GIVEN INSTRUCTION:
Scale the data below by writing out every line again, requests included, with each box coordinate in the answers multiplied by 0.4 and rounded to a whole number, halves rounding up. Keep the numbers in the requests and in the format samples unchanged.
--- start AVAILABLE RECORDS ---
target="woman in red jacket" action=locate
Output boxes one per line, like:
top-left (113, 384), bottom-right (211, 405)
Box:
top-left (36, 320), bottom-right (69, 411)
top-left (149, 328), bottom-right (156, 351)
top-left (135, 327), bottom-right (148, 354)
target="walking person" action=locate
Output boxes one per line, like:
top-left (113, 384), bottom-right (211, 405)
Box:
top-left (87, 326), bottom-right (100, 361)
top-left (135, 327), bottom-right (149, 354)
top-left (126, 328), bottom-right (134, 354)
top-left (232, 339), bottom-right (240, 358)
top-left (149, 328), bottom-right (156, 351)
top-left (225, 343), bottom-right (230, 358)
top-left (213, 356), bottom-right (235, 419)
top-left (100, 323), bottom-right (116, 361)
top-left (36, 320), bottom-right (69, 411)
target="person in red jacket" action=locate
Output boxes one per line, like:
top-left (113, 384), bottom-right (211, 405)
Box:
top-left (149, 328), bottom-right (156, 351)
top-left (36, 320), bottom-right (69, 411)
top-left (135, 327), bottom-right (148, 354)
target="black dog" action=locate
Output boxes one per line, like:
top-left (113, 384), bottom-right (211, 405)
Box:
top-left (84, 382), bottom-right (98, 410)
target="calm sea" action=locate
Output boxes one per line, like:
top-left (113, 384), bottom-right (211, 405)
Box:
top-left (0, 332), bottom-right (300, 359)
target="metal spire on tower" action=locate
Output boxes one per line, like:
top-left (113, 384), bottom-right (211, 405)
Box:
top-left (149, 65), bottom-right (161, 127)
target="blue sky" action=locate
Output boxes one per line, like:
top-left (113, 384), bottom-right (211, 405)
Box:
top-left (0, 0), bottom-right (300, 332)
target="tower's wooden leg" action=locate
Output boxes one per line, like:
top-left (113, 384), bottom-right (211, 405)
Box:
--- end AVAILABLE RECORDS ---
SOLUTION:
target="woman in red jacket" action=locate
Output boxes one per line, like:
top-left (113, 384), bottom-right (211, 405)
Box:
top-left (14, 128), bottom-right (28, 164)
top-left (60, 131), bottom-right (62, 140)
top-left (54, 131), bottom-right (59, 142)
target="walking person" action=locate
Output boxes one per line, like:
top-left (113, 384), bottom-right (211, 405)
Box:
top-left (35, 130), bottom-right (40, 144)
top-left (54, 131), bottom-right (60, 142)
top-left (50, 131), bottom-right (54, 142)
top-left (93, 136), bottom-right (96, 143)
top-left (60, 131), bottom-right (62, 140)
top-left (90, 137), bottom-right (92, 143)
top-left (85, 142), bottom-right (94, 168)
top-left (40, 129), bottom-right (46, 144)
top-left (14, 128), bottom-right (28, 164)
target="person in red jacket" action=locate
Output boxes one per line, like:
top-left (113, 384), bottom-right (211, 405)
Box:
top-left (60, 131), bottom-right (62, 140)
top-left (14, 128), bottom-right (28, 164)
top-left (54, 131), bottom-right (59, 142)
target="black dog" action=locate
Output boxes one per line, like:
top-left (113, 384), bottom-right (211, 405)
Box:
top-left (34, 153), bottom-right (39, 164)
target="calm sea" action=locate
Output boxes one per line, like:
top-left (113, 384), bottom-right (211, 405)
Box:
top-left (0, 133), bottom-right (120, 144)
target="metal spire on tower" action=locate
Output boxes one per line, like:
top-left (113, 384), bottom-right (211, 405)
Box:
top-left (60, 26), bottom-right (64, 51)
target="blue sky" action=locate
Output boxes one per line, like:
top-left (113, 384), bottom-right (211, 405)
Box:
top-left (0, 0), bottom-right (120, 133)
target="tower's wooden leg" action=locate
Output boxes one per line, like:
top-left (113, 384), bottom-right (211, 405)
Box:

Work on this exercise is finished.